SHORT TASK 1
Rewrite the rows from the line holding "of the pink" through the end of the rows, inclusive, with "instance" replaced by "occurrence" and everything else left unchanged.

DOCUMENT SEGMENT
__________

No madness, only laughter.
Which I suppose means let go and enjoy,
which we don't, we would just rather lock each other up. Everything,
you say, has been brought from without...and all that's within. Without
and within,
or something like that. You know, it's like we have
swallowed the gods and we puke up the sky. There's something very similar
that Norman O. Brown said, in I think Life Against Death or Love's
Body, I forget which book, but he took, um, Freud's thought, and he placed it alongside
Greek mythology, and Christian theology, to try to give it a new perspective. And he
said that Freud somehow missed the boat. Uh, Freud, I remember said, Where id is,
there shall ego be.
But Brown says, no, it's where Ego is, there shall
Id be, because ego is an extension of id and id is actually the outside that's
inside, and that's the big secret, you know, the outside IS the inside, and
there's no difference.
I mean, once you accept that, you're completely at home and nothing can really frighten you anymore. Nothing can panic you. There's nothing to hate anymore, because there's no Enemy, there's no division. All is one. And that's the big secret. And that's why we build cities and systems and stuff to protect ourselves from that, because we can't handle that. You really can't. I guess its safer to have an enemy, or something.
There is no inspiration, only repetition.
I guess no new ideas, only new
patterns of old thoughts which are continually reprocessed.
No enlightenment, only decision.
Once again, well, you don't believe
in the descent of the Holy Spirit, because there's nothing outside the
System which will open our eyes, but only the knowledge that comes through
choice and action I believe there's another line in this song that says,
You are what you do.
No truth, only precision.
Well, I remember Jackie Zeichner once saying to
me, God,
he said, you know with that William Hurt face with those rimless
glasses of his, and you know that just, trying to make his face as blank as
possible, he loves doing that because it makes people think he's a zombie
when he's one of the most sensitive, intelligent people who you'd ever
want to meet. He just looked at me, he was trying to provoke me, you know, he
says, God. Ultimate truth is so boring.
I go really, Jackie? like, I go,
boy, this guy thinks he's Kirilov in Dostoyevsky's The Possessed,
right, so what's his hang up? And then I...he gave me a little wink, and I
had to think about that. What does he mean? I guess, um, something that I read
about what 'ole D. H. Lawrence said, that every moment has its own god, and the idea is
to find the god within the moment. And that's what you mean by precision, I mean
just defining the god for the moment and then letting the moment pass and letting
the other god come and defining that one.
And I liked one of your last lines, of course, The Serpent and the Birth of
Vision.
Which of course is of course, god help us, back to Christian
mythology here in the knowledge of good and evil and Old Nick in the Garden but
probably, also allusion for the first time to the serpent that eats its tale
i.e. time, which just keeps recurring over and over again later on in
Emily.
And then, something wonderful happens. You, he's either put himself, put
behind the loss of this relationship, or is getting ready to go on the road,
it's ambiguous, but whatever it is, the music gets really perky and he/you
sing Come Along. Which is really first rate, and fun and one of the few
genuinely joyous pieces in Emily. And I like that because its kind of a
rallying cry for seekers. Ancient ruined temples, prophets, in your sleep,
which of course is a
foreshadowing of things to come in, uh, White Subway and Equals. I
really have to, once again, commend you on your arrangement of material. It just
comes, everything's just going down, not quite like a hall of mirrors, but like,
I don't know, it's just right.

__________

DATA IN THIS EXERCISE
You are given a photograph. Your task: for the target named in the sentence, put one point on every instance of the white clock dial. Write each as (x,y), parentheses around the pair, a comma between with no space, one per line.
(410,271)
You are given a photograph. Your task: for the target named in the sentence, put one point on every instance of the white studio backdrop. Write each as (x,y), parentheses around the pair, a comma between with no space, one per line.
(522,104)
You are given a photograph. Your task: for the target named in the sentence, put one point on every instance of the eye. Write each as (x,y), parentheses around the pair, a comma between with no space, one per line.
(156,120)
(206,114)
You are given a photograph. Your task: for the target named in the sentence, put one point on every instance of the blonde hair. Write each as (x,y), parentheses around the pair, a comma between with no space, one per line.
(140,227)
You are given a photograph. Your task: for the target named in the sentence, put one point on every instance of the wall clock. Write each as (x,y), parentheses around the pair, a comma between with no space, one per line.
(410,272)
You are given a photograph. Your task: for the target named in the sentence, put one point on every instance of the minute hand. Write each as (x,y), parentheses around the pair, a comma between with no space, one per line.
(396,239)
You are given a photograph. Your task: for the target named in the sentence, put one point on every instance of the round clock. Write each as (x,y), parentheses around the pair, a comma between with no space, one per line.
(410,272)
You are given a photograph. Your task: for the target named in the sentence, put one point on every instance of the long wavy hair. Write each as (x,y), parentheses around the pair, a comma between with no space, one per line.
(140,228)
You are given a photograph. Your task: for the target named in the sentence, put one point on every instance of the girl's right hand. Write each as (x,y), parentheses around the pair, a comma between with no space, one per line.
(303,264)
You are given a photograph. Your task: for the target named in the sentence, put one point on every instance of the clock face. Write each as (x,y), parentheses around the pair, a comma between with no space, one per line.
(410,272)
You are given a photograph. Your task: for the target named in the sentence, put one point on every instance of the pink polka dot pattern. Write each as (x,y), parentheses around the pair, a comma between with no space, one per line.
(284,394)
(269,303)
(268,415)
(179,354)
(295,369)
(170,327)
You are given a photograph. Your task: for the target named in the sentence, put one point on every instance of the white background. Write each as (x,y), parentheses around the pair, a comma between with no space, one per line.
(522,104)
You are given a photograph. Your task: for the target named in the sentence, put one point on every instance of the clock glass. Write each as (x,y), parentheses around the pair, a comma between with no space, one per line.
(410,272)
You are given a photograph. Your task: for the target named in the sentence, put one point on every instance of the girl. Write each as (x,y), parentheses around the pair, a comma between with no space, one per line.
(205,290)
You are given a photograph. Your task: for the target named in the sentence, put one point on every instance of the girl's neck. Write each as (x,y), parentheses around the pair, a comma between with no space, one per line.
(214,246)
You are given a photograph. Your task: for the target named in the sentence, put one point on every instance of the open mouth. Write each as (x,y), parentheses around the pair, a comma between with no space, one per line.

__________

SHORT TASK 2
Carry on the conversation about the songs on Emily from the point where it stops.

ANSWER 1
You are given a photograph. Your task: for the target named in the sentence, put one point on every occurrence of the pink polka dot pattern. Write each as (x,y), parentheses around the pair, a comma between with no space, one per line.
(284,394)
(269,303)
(268,415)
(179,354)
(295,369)
(170,327)
You are given a photograph. Your task: for the target named in the sentence, put one point on every occurrence of the white background. Write each as (x,y), parentheses around the pair, a comma between with no space, one per line.
(522,104)
You are given a photograph. Your task: for the target named in the sentence, put one point on every occurrence of the clock glass. Write each as (x,y), parentheses around the pair, a comma between with no space, one per line.
(410,272)
You are given a photograph. Your task: for the target named in the sentence, put one point on every occurrence of the girl. Write each as (x,y), parentheses around the pair, a comma between with no space, one per line.
(205,290)
You are given a photograph. Your task: for the target named in the sentence, put one point on every occurrence of the girl's neck. Write each as (x,y), parentheses around the pair, a comma between with no space, one per line.
(214,246)
You are given a photograph. Your task: for the target named in the sentence, put one point on every occurrence of the open mouth. Write each as (x,y), parentheses around the pair, a comma between with no space, one per line.

ANSWER 2
Then we go into Cape Fear II and this is even weirder than Cape
Fear because you not only get the sense of disillusion, you know,
she's not the girl she used to be,
you know, top that with
you're not the god you used to be. To me.
Not only dissolution, but
dis-soul-lution, just melting, in fragments, and also, reference for the
first time to the icy waste,
and very interestingly enough, in the Pit in
Hell, the eighth circle, excuse me, the ninth circle- can never get those
circles straight, it's like some New Jersey turnpike interchange down
there-but way down there in the pit, that's where Cain is, and Judas and all
the real people who turned their back on life and grace and humanity. If you
want...I don't think you've ever read the Commedia, I'd like to share
some passages with you someday, it's just brain-frying stuff.
It's amazing that somebody who lived so long ago could see certain things developing now, like, the Logical Disaster. Some of the passages in Hell just read like uh EPA reports. Really frightening things, when you talk about that Icy waste.
Eh, you know, it's ah 11:57 my accent, it a-comes out now, you should hear me at one o'clock in the morning. Honest to god sometimes I can't speak english, I have to start talking Italian because like one part of my consciousness is just shutting off, and you know, like, the Blood speaks at this point.
But, um, the ice that is alluded to here will later, uh, shall we say, come into its own in Titanic, with the big mountains of ice. Big, big big.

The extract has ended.